◆ **Task to complete**: Please copy every one of the records below word for word, leaving the pictures out of your answer.

◆ **Dataset content**:
==================================================

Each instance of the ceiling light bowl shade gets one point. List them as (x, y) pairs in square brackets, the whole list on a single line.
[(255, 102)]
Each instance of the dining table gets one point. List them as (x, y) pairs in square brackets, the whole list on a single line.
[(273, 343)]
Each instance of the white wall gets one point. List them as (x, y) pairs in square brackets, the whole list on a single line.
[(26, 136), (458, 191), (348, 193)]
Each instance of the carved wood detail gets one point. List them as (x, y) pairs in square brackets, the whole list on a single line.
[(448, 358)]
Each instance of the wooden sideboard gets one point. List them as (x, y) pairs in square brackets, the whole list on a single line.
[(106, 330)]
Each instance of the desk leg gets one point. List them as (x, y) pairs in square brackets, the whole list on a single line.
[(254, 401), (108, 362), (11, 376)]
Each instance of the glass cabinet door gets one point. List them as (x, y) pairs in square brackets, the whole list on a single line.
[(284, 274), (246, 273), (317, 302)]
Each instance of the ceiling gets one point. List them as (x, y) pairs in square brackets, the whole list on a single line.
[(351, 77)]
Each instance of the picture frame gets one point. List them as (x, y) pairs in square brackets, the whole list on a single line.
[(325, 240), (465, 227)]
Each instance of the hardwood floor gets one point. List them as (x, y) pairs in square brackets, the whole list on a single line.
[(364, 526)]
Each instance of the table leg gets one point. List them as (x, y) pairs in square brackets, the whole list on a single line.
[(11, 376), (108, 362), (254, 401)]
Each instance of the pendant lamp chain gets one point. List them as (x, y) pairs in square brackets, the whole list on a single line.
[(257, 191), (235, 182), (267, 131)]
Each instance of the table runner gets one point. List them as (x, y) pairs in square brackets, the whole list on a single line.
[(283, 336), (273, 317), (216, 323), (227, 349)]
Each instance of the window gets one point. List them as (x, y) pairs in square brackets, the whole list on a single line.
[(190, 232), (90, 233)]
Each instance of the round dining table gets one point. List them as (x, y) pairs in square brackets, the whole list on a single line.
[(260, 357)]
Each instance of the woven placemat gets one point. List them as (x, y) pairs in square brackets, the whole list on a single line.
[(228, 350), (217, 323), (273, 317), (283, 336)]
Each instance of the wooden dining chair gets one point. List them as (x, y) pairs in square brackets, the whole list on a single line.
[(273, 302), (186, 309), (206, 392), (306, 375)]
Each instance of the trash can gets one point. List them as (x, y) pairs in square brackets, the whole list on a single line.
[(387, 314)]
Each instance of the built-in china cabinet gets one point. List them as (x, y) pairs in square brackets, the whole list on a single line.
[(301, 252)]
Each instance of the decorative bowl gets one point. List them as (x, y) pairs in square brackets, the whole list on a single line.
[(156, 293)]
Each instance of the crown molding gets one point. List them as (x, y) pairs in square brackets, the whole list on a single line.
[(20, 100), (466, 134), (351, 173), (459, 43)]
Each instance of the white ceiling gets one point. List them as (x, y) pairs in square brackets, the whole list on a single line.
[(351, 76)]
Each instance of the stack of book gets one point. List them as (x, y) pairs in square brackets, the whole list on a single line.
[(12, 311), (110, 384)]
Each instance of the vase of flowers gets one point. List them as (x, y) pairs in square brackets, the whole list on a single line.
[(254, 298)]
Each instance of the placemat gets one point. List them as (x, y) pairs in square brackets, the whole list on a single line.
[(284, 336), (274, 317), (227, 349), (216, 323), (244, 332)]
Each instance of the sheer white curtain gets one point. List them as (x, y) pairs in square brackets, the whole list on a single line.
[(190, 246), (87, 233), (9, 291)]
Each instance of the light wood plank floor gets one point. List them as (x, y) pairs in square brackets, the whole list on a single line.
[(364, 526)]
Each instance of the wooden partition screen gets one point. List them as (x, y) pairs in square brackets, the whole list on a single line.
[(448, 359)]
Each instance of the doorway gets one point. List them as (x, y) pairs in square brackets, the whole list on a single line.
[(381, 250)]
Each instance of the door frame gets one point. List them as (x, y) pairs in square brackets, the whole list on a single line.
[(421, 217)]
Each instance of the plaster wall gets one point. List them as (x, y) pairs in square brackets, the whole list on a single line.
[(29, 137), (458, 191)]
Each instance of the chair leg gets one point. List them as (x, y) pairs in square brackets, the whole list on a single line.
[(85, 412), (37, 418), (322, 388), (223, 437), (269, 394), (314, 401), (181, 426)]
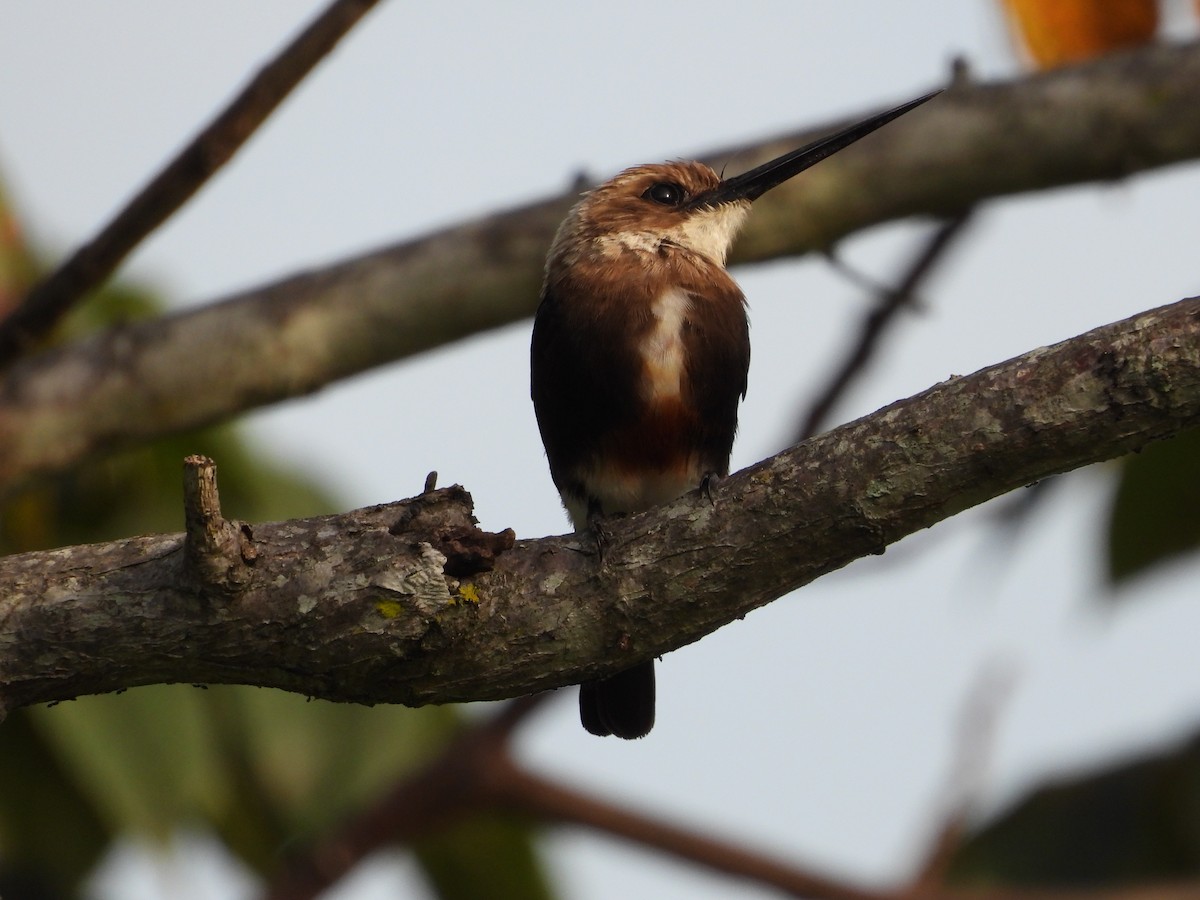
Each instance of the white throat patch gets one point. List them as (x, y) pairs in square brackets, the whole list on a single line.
[(661, 351)]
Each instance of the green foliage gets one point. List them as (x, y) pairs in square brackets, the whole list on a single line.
[(264, 769), (1156, 515), (486, 856), (1135, 823)]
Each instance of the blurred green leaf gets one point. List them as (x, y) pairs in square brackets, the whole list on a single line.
[(1137, 822), (262, 768), (37, 797), (1156, 514), (486, 856)]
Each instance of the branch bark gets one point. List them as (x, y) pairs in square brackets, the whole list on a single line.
[(409, 603), (171, 189), (1102, 121)]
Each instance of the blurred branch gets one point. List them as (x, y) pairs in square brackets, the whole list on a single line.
[(171, 189), (1101, 121), (876, 323), (411, 603), (477, 772)]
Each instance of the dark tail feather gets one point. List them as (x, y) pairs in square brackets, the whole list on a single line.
[(622, 705)]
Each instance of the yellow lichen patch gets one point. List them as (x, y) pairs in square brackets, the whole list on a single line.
[(389, 609)]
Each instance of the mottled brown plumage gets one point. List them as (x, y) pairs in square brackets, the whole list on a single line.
[(640, 355)]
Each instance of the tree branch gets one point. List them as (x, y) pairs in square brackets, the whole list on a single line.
[(1102, 121), (409, 603), (171, 189)]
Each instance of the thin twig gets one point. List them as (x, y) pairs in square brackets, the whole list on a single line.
[(174, 185), (876, 322), (525, 792), (450, 787)]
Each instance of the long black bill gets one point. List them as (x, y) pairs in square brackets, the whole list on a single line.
[(754, 184)]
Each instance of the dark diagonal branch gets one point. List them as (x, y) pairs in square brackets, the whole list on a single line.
[(171, 189), (411, 604), (1103, 121), (876, 322)]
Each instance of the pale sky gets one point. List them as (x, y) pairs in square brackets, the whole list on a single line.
[(822, 726)]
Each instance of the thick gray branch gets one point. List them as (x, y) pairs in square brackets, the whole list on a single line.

==================================================

◆ **Reply to the exercise**:
Each instance of the ceiling light bowl shade gets one point. List them as (x, y) pairs in square brackets, the whole list on a single line.
[(255, 102)]
Each instance of the dining table gets one point. List them as (x, y) pairs in square brackets, the whole list on a single line.
[(273, 343)]
Each instance of the white wall gets one point. List them as (x, y) pairs in square brackets, the whole list on a single line.
[(26, 136), (458, 191), (348, 193)]
Each instance of the carved wood detail gets one point. List them as (x, y) pairs in square brackets, the whole list on a single line.
[(448, 358)]
Each instance of the wooden sideboard gets one point. List them as (x, y) pairs in square brackets, the whole list on a single line.
[(106, 330)]
Each instance of the desk leg gets one point. List them as (x, y) pairs in square brackets, the whole list on a single line.
[(254, 401), (108, 362), (11, 376)]
Each instance of the glass cabinet door gets one point. List them as (x, y) pairs in square brackets, the whole list on a single line.
[(284, 274), (246, 273), (317, 302)]
Each instance of the ceiling gets one point. List them as (x, y) pairs in square brackets, the whole list on a single line.
[(351, 77)]
Each instance of the picture frame gets one point. List them as (x, y) pairs in square brackets, the whole list on a single line.
[(325, 240), (465, 227)]
Each instance of the hardwood floor gets one point. List them as (x, y) pairs in square brackets, the whole list on a single line.
[(364, 526)]
Each instance of the table leg gets one point. List them as (x, y) pairs in square brackets, the whole list on a single line.
[(11, 376), (108, 362), (254, 401)]
Each instance of the pendant lamp chain gets one point. List them as (x, y) pairs in square brackets, the whole list on a single line.
[(257, 191), (235, 182), (267, 131)]
Each instance of the table runner gets one point. List them as (x, y) pairs in square brackets, the whole list on a single line.
[(283, 336), (273, 317), (216, 323), (227, 349)]
Each instance of the window gets one point. List them as (x, y) pairs in square brackets, the whole list on a single line.
[(190, 232), (90, 233)]
Each instance of the round dining table gets one point. List them as (x, y) pairs in square brackets, the whole list on a single line.
[(260, 357)]
Each instance of the woven placemat gets one point. List them as (x, y) pairs in square brackets, the whole list on a single line.
[(228, 350), (217, 323), (273, 317), (283, 336)]
Each instance of the wooden dining chair gets one point. List them as (x, y) pairs in square brackets, the whole list on a single line.
[(273, 302), (186, 309), (206, 392), (306, 375)]
Each instance of the trash can gets one point. List them as (x, y) pairs in square brackets, the whole list on a single line.
[(387, 314)]
Each instance of the built-in china cabinet gets one point. List them as (x, y) pairs in square brackets, the whole list on a single line.
[(301, 252)]
Each instance of the decorative bowl gets one point. List them as (x, y) pairs in square brackets, the whole list on a single line.
[(156, 293)]
Each instance of the crown molding gets one point. List them as (x, y) pairs in square brackets, the whole list on a single line.
[(20, 100), (466, 134), (351, 173), (459, 43)]
Each instance of the white ceiling gets one point. List them as (x, y) pairs in square brackets, the whole list on a single line.
[(351, 76)]
Each instance of the stack of book gets one point. List them as (x, y) pairs in square brackets, the whole list on a single line.
[(12, 311), (110, 384)]
Each instance of the vase of flowers gets one point. List them as (x, y) pairs in square brackets, the whole list on a single line.
[(254, 298)]
Each instance of the placemat gets one point. List them as (x, y) pairs in square brackets, the whole list on a single line.
[(284, 336), (274, 317), (227, 349), (216, 323), (244, 332)]
Each instance of the sheer white curtain gets one point. List them as (x, y) pairs in square brackets, the whole list on a single line.
[(190, 246), (87, 233), (9, 291)]
Each instance of the light wood plank floor gets one point. List them as (x, y) pairs in square brackets, the whole list on a single line.
[(364, 526)]
Each instance of the wooden partition screen gets one point. List them as (x, y) pairs in square brackets, the whole list on a single line.
[(448, 359)]
Each instance of the doorway gets one point. List them as (x, y) pairs in square brackets, the whole list on a single line.
[(381, 250)]
Each instance of the door frame gets one point. List them as (x, y) pairs in square brackets, the whole list on a single line.
[(421, 217)]
Each instance of the plaster wall gets one point. List them as (x, y) pairs in square brackets, the whole list on a single line.
[(29, 137), (458, 191)]
Each instance of the chair leg gets one point. List them as (x, y) pairs in square brackets, the whole list on a single line.
[(85, 412), (37, 418), (322, 388), (223, 437), (269, 394), (314, 401), (181, 426)]
Each instance of the white throat patch gets one point. List them as (x, y) pairs in square brackets, the whole list on a single line.
[(661, 351)]
Each instance of the green foliage gets one point. List them as (x, y) pairs in square brackets, the whole list on a single line.
[(264, 769), (1156, 515), (486, 856), (1135, 823)]
Each instance of the blurred green leaf gets one point. List them as (x, y) pairs in square brackets, the whole list on a single line.
[(1137, 822), (262, 768), (37, 797), (1156, 514), (486, 856)]
Each instance of the branch bark gets one point. List them as (x, y) pairs in square brackets, the whole list on a single line.
[(409, 603), (171, 189), (1102, 121)]
Each instance of the blurred branch gets one point. List them as (x, y) pairs in square brackets, the whole list on a single line.
[(171, 189), (1101, 121), (876, 323), (411, 603), (477, 772)]
Each instance of the dark tail feather gets one point. List them as (x, y) pairs in square brackets, the whole list on a single line.
[(622, 705)]
Each instance of the yellow lichen patch gets one point. List them as (x, y) pairs in square brackets, the whole list on a single line.
[(389, 609)]
Each instance of the mottled brown plumage gets one point. List them as (x, y) pairs in square brackets, the whole list on a single line.
[(640, 355)]
Each instance of the tree branch gets one point. List them as (x, y) pairs in square brackets, the whole list on a single line.
[(1102, 121), (409, 603), (171, 189)]
Each instance of the thin twig gets one point. List them as (x, y) pairs in square brackets, the whole list on a single line.
[(174, 185), (876, 322), (525, 792), (450, 787)]
Each instance of the long black bill gets one point. List them as (x, y) pairs in square brackets, the whole list on a single line.
[(754, 184)]
Each instance of the dark diagonal branch gets one point. List them as (x, y) pairs in square brackets, the whole list on a single line.
[(171, 189), (411, 604), (1103, 121), (876, 322)]
Each instance of the pale sky gets one point. List them as (x, y) pairs in square brackets, the whole list on a single line.
[(822, 726)]
Each instance of the thick gray branch gets one point. List them as (x, y) pairs in square brackets, the whole list on a single line.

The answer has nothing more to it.